THE TASK
Filter the material below down to the lines with the word "trunk" and give those lines.
━━━━
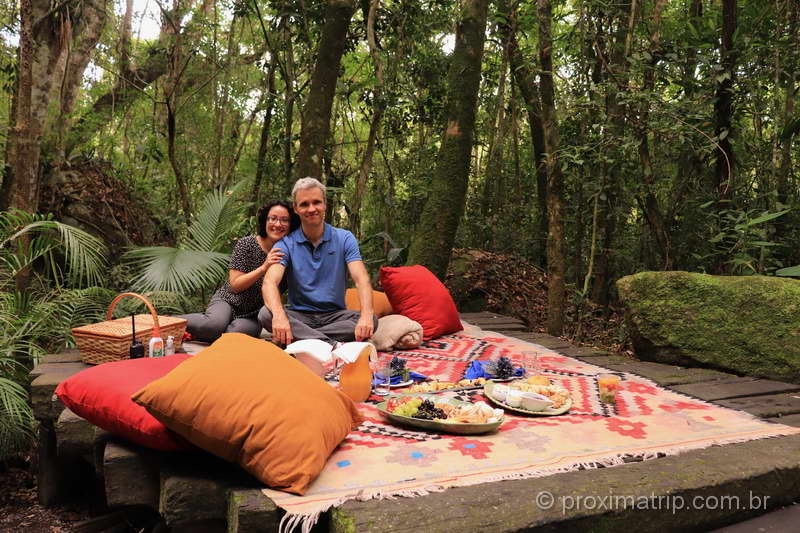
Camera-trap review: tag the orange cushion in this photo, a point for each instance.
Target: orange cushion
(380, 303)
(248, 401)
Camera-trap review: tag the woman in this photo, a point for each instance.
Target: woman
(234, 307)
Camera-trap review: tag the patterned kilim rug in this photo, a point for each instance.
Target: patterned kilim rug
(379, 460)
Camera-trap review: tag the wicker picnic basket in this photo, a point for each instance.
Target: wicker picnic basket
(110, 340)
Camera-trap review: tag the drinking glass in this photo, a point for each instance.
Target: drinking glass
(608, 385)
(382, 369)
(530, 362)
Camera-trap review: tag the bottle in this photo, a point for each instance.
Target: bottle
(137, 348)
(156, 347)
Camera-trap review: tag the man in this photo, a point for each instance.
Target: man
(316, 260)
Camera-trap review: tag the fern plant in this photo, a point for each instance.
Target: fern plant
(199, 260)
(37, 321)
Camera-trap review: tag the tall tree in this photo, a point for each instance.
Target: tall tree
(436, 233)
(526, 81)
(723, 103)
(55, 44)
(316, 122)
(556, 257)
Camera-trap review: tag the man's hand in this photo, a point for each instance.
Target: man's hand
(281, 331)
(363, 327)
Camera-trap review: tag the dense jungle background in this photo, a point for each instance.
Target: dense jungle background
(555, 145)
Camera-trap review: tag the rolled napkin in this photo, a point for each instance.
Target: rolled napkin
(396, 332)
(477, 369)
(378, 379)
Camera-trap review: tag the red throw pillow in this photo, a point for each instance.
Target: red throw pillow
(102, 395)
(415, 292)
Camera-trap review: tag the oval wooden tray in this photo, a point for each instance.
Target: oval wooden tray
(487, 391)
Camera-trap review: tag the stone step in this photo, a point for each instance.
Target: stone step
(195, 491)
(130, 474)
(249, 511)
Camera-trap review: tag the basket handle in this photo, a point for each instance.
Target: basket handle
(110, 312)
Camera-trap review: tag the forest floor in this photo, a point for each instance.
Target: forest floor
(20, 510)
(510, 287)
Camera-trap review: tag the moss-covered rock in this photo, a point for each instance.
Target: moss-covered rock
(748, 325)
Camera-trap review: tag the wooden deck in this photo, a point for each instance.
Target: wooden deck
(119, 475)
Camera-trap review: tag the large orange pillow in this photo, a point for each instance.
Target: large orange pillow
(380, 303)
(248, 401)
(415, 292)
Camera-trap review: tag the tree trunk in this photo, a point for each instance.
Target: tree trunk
━━━━
PROBLEM SOLUTION
Camera-trap review: tag the tree trunk in this photo, a point for each instance.
Target: tree trunk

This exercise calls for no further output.